I'm sure there are places where it's just a fact of life that you are racing for the victory of simple survival, far too many such places. But to create such demons to drive you when you really don't need to is a strange thing to do.

I was wearing my red tee-shirt with the yellow star that I got in Vietnam last year simply because it's a cheerful one to wear and useful when running as the sweat dries quickly. I'm pleased to report I completed my ten laps in a nice slow time.

Sunday, January 20, 2008

Just Another Day

8.00

Got up at 6.30 for the dawn prayer and then tried, largely unsuccessfully, to doze a bit more. Now up and trying to get a few essays marked before doing anything else - my way of hitting the ground running. I'm looking at some commentaries on a passage from Coetzee's Age of Iron. Most of the students are coping with the material but don't seem aware that a struggle or battle in this context might not refer to all out war. Sheltered lives?

9.00

Just broke off the marking to check the football results and make myself a Milo, the missus still being in the land of nod. I didn't even try to stay up last night to watch the game, but was fairly confident United would pick up three points, despite that irritating draw against Reading early in the season. And so it was to be, though Arsenal and Chelsea also got predictable victories. It looks like going to the wire this season. Bring it on, say I.

10.00

The football highlights will be on in a minute so I'm casting the marking to one side for a while. But it (the marking) will still be waiting for me when the fun is over.

11.00

Now back to the grindstone, having eaten some cereal and drank some tea. The highlights didn't show enough of the United game to get a real sense of it, but they're showing the full match later.

Fa Fa phoned to let me know that Kakak and Ayah are making fun of me, imitating my jogging style. Grrrr!

12.00

One set of essays marked. Now moving on to a new set. I need to make a big dent in this pile today to keep to schedule for getting this stuff back to the kids for next week. I can't claim to be enjoying this, but it's fundamental to the job. So just do it.

13.00

I broke off the marking just now to see if I could find any news in today's paper. As usual, a futile quest. Then I went looking for something about books on the book pages. Largely futile. At least the cartoons are funny.

■ ■ ■ ■

• Instructions for the task
Name every football club mentioned in the diary text above.

• Information given
■ ■ ■ ■

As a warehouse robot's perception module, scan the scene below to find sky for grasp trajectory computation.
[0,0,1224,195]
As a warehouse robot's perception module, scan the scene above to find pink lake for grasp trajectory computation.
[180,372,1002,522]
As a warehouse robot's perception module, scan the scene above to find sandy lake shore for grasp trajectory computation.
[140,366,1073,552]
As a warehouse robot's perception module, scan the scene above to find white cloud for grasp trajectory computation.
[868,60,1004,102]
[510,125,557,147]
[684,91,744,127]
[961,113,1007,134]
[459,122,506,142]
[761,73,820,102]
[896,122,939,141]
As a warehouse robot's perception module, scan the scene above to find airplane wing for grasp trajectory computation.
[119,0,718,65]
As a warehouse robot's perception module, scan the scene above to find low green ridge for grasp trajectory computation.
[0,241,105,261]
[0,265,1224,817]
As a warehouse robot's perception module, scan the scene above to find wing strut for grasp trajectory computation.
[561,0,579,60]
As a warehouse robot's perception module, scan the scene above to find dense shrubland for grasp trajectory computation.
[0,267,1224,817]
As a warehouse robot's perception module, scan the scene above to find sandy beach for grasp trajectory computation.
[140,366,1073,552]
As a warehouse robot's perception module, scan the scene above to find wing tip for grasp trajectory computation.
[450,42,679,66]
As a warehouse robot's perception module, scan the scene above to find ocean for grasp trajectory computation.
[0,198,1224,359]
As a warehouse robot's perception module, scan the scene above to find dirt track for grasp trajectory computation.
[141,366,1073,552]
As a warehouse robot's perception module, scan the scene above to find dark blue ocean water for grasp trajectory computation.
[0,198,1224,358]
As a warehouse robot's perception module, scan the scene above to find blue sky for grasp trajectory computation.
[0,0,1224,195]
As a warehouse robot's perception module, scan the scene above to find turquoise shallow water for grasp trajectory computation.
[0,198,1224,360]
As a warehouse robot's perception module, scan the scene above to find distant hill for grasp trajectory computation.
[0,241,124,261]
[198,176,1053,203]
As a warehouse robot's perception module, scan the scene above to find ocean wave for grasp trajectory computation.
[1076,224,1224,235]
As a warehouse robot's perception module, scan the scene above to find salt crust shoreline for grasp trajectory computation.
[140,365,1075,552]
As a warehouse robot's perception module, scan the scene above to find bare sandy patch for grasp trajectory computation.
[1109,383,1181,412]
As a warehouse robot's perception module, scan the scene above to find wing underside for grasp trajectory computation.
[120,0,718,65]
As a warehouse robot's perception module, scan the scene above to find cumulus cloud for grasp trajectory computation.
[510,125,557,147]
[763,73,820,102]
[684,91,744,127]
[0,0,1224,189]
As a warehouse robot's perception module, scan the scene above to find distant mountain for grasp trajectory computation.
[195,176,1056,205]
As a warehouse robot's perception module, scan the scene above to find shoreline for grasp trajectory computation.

■ ■ ■ ■

• Answer below
United, Reading, Arsenal, Chelsea